Records:

<<<<

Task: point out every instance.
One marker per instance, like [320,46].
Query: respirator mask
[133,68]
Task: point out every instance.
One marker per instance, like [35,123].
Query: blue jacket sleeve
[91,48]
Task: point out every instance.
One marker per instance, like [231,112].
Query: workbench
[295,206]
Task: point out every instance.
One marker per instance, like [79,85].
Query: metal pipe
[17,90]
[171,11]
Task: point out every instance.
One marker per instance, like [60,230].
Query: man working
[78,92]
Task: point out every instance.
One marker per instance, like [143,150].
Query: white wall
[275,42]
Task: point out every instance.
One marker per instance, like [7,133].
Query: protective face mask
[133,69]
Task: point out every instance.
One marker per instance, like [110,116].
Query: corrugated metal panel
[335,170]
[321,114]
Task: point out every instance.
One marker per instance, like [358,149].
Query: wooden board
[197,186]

>>>>

Goal of the exercise: Extract the complete listing verbatim.

Exercise answer:
Task: point out every instance.
One marker per instance, like [320,46].
Query: respirator mask
[133,68]
Task: point out every instance.
One marker per instance, like [35,123].
Query: blue jacket sleeve
[91,48]
Task: point out every instance.
One marker per instance, like [231,112].
Query: workbench
[295,206]
Task: point out every instance.
One marker per instance, like [79,85].
Query: metal pipe
[17,90]
[171,11]
Task: point out every instance.
One marker per instance, like [60,230].
Query: man working
[78,92]
Task: point out every instance.
One marker per instance, like [143,150].
Query: white wall
[275,42]
Task: point out every instance.
One marker per instance, like [7,133].
Query: protective face mask
[133,69]
Task: point out every instance.
One marker per instance, like [110,116].
Query: corrugated metal panel
[335,170]
[321,114]
Task: point out every instance.
One marker per instance, like [358,149].
Query: wooden board
[197,186]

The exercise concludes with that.